## [What is expected]
Give every entry again, word for word.

## [Materials provided]
↓↓↓
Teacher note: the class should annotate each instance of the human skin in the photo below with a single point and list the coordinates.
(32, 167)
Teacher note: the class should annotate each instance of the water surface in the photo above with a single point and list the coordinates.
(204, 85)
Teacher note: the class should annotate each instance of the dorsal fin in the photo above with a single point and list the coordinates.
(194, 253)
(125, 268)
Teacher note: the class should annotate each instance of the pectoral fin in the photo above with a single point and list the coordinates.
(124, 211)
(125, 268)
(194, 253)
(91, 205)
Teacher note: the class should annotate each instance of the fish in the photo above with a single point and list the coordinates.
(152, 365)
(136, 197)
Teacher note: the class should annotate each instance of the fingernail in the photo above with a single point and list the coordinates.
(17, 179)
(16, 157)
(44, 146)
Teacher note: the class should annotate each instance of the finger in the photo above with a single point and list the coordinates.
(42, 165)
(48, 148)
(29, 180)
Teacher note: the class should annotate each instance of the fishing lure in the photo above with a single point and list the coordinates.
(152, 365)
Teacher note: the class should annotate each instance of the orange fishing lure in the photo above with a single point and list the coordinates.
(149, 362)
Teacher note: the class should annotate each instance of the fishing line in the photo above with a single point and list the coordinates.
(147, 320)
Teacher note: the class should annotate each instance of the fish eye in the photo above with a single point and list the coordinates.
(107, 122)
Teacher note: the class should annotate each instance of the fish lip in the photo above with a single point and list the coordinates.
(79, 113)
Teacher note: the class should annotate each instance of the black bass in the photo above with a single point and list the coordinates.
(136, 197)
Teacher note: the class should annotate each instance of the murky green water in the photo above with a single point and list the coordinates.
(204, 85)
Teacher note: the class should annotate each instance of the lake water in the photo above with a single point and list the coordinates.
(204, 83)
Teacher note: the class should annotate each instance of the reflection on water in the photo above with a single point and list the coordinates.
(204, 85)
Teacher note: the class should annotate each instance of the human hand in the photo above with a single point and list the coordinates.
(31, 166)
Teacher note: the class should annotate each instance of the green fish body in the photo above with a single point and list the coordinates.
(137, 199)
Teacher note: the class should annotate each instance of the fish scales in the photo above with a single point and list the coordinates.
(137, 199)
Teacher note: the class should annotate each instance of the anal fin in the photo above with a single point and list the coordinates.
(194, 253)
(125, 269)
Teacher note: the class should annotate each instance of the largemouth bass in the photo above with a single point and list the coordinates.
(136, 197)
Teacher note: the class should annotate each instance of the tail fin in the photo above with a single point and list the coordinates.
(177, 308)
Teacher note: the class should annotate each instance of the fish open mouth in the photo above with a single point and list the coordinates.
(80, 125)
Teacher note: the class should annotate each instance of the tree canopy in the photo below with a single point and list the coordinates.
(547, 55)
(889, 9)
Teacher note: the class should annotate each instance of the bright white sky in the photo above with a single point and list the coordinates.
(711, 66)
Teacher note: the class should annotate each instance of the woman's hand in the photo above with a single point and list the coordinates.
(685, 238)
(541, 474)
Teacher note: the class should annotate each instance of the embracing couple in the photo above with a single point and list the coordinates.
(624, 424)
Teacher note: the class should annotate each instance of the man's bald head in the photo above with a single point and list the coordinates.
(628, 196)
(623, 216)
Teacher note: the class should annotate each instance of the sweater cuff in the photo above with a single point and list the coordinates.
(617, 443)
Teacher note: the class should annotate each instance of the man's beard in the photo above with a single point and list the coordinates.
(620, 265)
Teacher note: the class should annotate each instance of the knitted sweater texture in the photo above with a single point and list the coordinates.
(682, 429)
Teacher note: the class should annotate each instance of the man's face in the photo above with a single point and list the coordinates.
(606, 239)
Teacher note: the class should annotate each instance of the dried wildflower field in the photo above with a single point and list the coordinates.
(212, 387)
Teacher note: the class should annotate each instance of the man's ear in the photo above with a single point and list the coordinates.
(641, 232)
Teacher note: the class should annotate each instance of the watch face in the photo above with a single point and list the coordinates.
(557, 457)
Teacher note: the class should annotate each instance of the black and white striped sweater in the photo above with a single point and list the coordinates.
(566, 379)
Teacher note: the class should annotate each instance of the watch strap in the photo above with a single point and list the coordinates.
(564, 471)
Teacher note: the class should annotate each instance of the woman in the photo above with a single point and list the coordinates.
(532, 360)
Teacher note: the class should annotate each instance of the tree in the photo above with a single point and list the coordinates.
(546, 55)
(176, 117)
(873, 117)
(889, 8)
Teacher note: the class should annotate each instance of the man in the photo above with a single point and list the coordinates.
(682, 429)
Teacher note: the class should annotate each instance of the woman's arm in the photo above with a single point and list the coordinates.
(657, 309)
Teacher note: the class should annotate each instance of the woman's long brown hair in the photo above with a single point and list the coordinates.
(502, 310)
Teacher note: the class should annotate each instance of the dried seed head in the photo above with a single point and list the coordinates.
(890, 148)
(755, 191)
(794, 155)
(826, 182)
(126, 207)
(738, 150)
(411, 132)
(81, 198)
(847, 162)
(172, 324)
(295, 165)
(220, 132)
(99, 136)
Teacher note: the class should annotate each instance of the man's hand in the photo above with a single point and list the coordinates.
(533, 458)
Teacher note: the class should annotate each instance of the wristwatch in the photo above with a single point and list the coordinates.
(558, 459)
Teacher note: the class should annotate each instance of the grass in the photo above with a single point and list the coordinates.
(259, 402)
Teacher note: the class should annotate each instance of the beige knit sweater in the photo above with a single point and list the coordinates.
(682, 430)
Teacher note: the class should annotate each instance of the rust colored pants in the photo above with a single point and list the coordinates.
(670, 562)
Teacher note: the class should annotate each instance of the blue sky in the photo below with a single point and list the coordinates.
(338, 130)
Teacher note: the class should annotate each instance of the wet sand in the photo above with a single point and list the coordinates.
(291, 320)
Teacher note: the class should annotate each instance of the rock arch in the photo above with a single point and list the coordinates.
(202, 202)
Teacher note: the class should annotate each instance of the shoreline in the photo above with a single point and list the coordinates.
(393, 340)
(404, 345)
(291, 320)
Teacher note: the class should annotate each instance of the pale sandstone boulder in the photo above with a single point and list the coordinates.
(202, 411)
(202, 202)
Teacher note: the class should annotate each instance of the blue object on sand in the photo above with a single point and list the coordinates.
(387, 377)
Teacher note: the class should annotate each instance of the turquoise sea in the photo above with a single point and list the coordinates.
↑↑↑
## [Correct output]
Teacher note: the class should annotate each instance of the human skin in the photo below with a single point and list the coordinates.
(32, 167)
Teacher note: the class should annotate each instance of the water surface in the photo above with a single point and list the coordinates.
(204, 85)
Teacher note: the class should annotate each instance of the dorsal fin in the photo above with a single point and list the coordinates.
(194, 253)
(125, 268)
Teacher note: the class should annotate each instance of the pectoral fin in the photo above with a single point and list the coordinates.
(124, 211)
(125, 268)
(194, 253)
(91, 205)
Teacher note: the class should annotate each instance of the fish in the photo above with a single point and list the coordinates.
(152, 365)
(136, 197)
Teacher note: the class should annotate each instance of the fingernail in the photo above with a single point and list the coordinates.
(17, 179)
(16, 157)
(44, 146)
Teacher note: the class should annotate each instance of the finger in the photo above with a single point and list the coordinates.
(42, 165)
(48, 148)
(29, 180)
Teacher note: the class should annotate each instance of the fishing lure in the photo above with a single point and list the coordinates.
(152, 365)
Teacher note: the class should annotate each instance of the orange fishing lure in the photo above with a single point and list the coordinates.
(149, 362)
Teacher note: the class should annotate each instance of the fishing line in the photo above with a single point and list the coordinates.
(147, 320)
Teacher note: the class should annotate each instance of the fish eye in the photo above with a single point and list the coordinates.
(107, 122)
Teacher note: the class should annotate each instance of the fish lip in the photo above with a single point and list the coordinates.
(79, 113)
Teacher note: the class should annotate each instance of the black bass in the photo above with a single point and list the coordinates.
(136, 197)
Teacher note: the class should annotate each instance of the murky green water in the photo above with a single point and list the coordinates.
(204, 85)
Teacher note: the class should annotate each instance of the lake water in the photo above with a single point and list the coordinates.
(204, 83)
Teacher note: the class should annotate each instance of the reflection on water in the photo above with a single point and list the coordinates.
(204, 85)
Teacher note: the class should annotate each instance of the human hand in the photo above with a single point and list the coordinates.
(31, 166)
Teacher note: the class should annotate each instance of the green fish body in the photo above with a single point and list the coordinates.
(137, 199)
Teacher note: the class should annotate each instance of the fish scales in the photo above with a single point and list the coordinates.
(137, 199)
Teacher note: the class should annotate each instance of the anal fin in the photo above with a single point and list the coordinates.
(194, 253)
(125, 269)
Teacher note: the class should annotate each instance of the largemouth bass in the photo above with a single point and list the coordinates.
(136, 197)
Teacher note: the class should annotate each instance of the tail fin in the photo above with a single point and list the coordinates.
(177, 308)
Teacher note: the class should annotate each instance of the fish open mouth in the photo above with a single point and list the coordinates.
(80, 125)
Teacher note: the class should annotate each instance of the tree canopy in the photo below with a single point and list the coordinates.
(547, 55)
(889, 9)
Teacher note: the class should annotate each instance of the bright white sky in the photo above with a single point and list the coordinates.
(711, 66)
Teacher note: the class should annotate each instance of the woman's hand in the photo above with a single point and list the coordinates.
(685, 238)
(541, 474)
Teacher note: the class should annotate each instance of the embracing couple in the photo above with a single point and list the coordinates.
(624, 424)
Teacher note: the class should annotate each instance of the man's bald head in the photo above with a single point and list the coordinates.
(628, 196)
(623, 216)
Teacher note: the class should annotate each instance of the sweater cuff in the photo above with a single point and list the coordinates.
(617, 443)
Teacher note: the class should annotate each instance of the man's beard in the photo above with a single point and list the coordinates.
(620, 265)
Teacher note: the class should annotate each instance of the knitted sweater texture in the photo above with a single point and list the coordinates.
(682, 429)
Teacher note: the class should annotate each instance of the man's face in the photo above with a single point and list the coordinates.
(606, 239)
Teacher note: the class should annotate each instance of the dried wildflower field in the photo above with a single point and list the coordinates.
(212, 387)
Teacher note: the class should annotate each instance of the man's ear in the photo above with a single point and list the coordinates.
(641, 232)
Teacher note: the class should annotate each instance of the watch face in the photo above with a single point and list the coordinates.
(557, 457)
Teacher note: the class should annotate each instance of the black and white striped sweater in the photo above with a single point and list the coordinates.
(566, 379)
Teacher note: the class should annotate each instance of the watch strap in the photo above with a single point and list the coordinates.
(564, 471)
Teacher note: the class should annotate each instance of the woman in the photo above with a single point and list the coordinates.
(532, 360)
Teacher note: the class should annotate each instance of the tree in the photo above with a single point and list the coordinates.
(546, 55)
(176, 117)
(873, 117)
(889, 8)
Teacher note: the class should annotate each instance of the man in the photo above with a single point and list the coordinates.
(682, 429)
Teacher note: the class should annotate each instance of the woman's arm in the photo above with a single point and list the coordinates.
(657, 309)
Teacher note: the class should annotate each instance of the woman's long brown hair in the photo above with a single point and list the coordinates.
(502, 310)
Teacher note: the class should annotate each instance of the dried seed head in the photo above with a single point and list the coordinates.
(890, 148)
(755, 191)
(794, 155)
(826, 182)
(126, 207)
(738, 150)
(411, 132)
(81, 198)
(847, 162)
(172, 324)
(295, 165)
(220, 132)
(99, 136)
Teacher note: the class should annotate each instance of the man's hand in the photo above with a single point and list the coordinates.
(533, 458)
Teacher note: the class should annotate each instance of the wristwatch in the photo above with a single point and list the coordinates.
(558, 459)
Teacher note: the class should annotate each instance of the grass in the photo above with a single point and list the coordinates.
(259, 402)
Teacher note: the class should annotate each instance of the beige knit sweater in the photo above with a single point and list the coordinates.
(682, 430)
Teacher note: the class should annotate each instance of the rust colored pants in the photo above with a single point and list the coordinates.
(670, 562)
Teacher note: the class should annotate each instance of the blue sky in the photo below with a single point and list the coordinates.
(338, 130)
Teacher note: the class should annotate each instance of the wet sand in the photo above with a single point and list the coordinates.
(291, 320)
Teacher note: the class should annotate each instance of the rock arch in the photo above with a single point and list the coordinates.
(202, 202)
Teacher note: the class should annotate each instance of the shoreline in the photo above with a single point and list the coordinates.
(393, 340)
(404, 345)
(291, 320)
Teacher note: the class should annotate each instance of the pale sandstone boulder in the photo above with a single point and list the coordinates.
(202, 411)
(202, 202)
Teacher note: the class should annotate each instance of the blue object on sand in the photo above with a single point and list the coordinates.
(387, 377)
Teacher note: the class should annotate each instance of the turquoise sea in the photo above with a single point and list the coordinates.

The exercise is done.